→ Brief
Please convert the records below into a JSON list of strings, one string per line, leaving out any blank lines.

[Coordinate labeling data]
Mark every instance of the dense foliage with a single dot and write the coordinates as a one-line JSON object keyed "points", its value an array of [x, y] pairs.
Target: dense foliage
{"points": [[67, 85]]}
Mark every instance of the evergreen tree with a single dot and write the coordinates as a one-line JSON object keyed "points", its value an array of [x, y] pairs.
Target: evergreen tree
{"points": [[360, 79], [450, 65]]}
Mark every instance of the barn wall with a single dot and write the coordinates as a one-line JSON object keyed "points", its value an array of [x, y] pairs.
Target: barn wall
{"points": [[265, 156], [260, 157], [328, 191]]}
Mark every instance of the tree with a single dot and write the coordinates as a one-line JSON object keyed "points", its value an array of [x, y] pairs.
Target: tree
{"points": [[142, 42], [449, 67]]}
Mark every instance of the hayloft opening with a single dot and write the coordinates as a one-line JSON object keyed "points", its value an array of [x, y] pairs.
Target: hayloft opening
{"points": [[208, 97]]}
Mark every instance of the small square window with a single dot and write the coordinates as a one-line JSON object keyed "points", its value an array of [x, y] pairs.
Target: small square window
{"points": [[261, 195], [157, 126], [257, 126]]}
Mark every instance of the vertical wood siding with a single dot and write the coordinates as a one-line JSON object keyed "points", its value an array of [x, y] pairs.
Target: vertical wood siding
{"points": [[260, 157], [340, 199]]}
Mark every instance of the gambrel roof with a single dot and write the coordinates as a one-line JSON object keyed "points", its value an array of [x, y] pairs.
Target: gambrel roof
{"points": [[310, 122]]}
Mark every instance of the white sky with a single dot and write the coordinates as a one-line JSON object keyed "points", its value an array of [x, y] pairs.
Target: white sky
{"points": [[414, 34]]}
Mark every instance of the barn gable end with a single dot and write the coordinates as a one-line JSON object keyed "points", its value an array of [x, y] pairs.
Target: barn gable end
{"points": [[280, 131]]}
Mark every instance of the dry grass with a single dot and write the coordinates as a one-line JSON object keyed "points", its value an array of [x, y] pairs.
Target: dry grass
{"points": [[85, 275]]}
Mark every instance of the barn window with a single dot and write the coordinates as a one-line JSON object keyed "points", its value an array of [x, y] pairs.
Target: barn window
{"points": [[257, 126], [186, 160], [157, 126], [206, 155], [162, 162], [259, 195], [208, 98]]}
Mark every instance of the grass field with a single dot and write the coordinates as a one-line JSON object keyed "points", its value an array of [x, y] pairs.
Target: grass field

→ Exercise result
[
  "Mark every instance of the dense foliage with a single dot and write the coordinates as a one-line JSON object keyed \"points\", its value an array of [x, y] pairs.",
  "Target: dense foliage",
  "{\"points\": [[67, 85]]}",
  "Mark every instance of the evergreen tree with a single dot and write the coordinates as a one-line JSON object keyed \"points\", its value an array of [x, y] pairs.",
  "Target: evergreen tree",
  "{\"points\": [[360, 79], [450, 65]]}",
  "Mark every instance of the barn wall with a single dot and write the coordinates as a one-line JSON object keyed \"points\", its value an array of [x, y] pairs.",
  "Target: barn wall",
  "{\"points\": [[265, 156], [260, 157], [328, 191]]}",
  "Mark every instance of the tree with a single dot and write the coordinates as a one-line JSON object keyed \"points\", its value an array of [x, y] pairs.",
  "Target: tree",
  "{\"points\": [[142, 42], [449, 67]]}",
  "Mark every instance of the hayloft opening with a single dot and write the coordinates as a one-line JSON object keyed \"points\", its value an array of [x, y] pairs.",
  "Target: hayloft opening",
  "{\"points\": [[208, 97]]}",
  "Mark every instance of the small square window with a single dot and write the coordinates as a one-line JSON object keyed \"points\", its value an array of [x, y] pairs.",
  "Target: small square window",
  "{\"points\": [[261, 195], [157, 126], [257, 126]]}",
  "Mark every instance of the vertical wood siding with a single dot and write the coordinates as a one-line JSON object keyed \"points\", its value an array of [x, y] pairs.",
  "Target: vertical wood siding",
  "{\"points\": [[260, 157], [340, 199]]}",
  "Mark every instance of the gambrel roof with a single dot and write the coordinates as a one-line JSON object keyed \"points\", its value an array of [x, y] pairs.",
  "Target: gambrel roof",
  "{\"points\": [[310, 122]]}",
  "Mark every instance of the white sky with a single dot and write the coordinates as a one-line JSON object keyed \"points\", its value an array of [x, y] pairs.",
  "Target: white sky",
  "{\"points\": [[414, 34]]}",
  "Mark every instance of the barn gable end with a single dot and write the coordinates as a one-line JSON object keyed \"points\", its value an array of [x, y] pairs.",
  "Target: barn gable end",
  "{\"points\": [[280, 131]]}",
  "Mark every instance of the dry grass with a single dot and write the coordinates as a one-line JSON object keyed \"points\", its value an array of [x, y] pairs.",
  "Target: dry grass",
  "{\"points\": [[85, 275]]}",
  "Mark every instance of the barn window with a single dot and write the coordinates as a one-line JSON object keyed \"points\", its value an array of [x, y] pairs.",
  "Target: barn window",
  "{\"points\": [[257, 126], [186, 160], [157, 126], [206, 155], [162, 162], [259, 195], [208, 98]]}",
  "Mark every instance of the grass field with a single dot and write the coordinates as a one-line JSON object keyed \"points\", its value an array of [x, y] pairs.",
  "Target: grass field"
]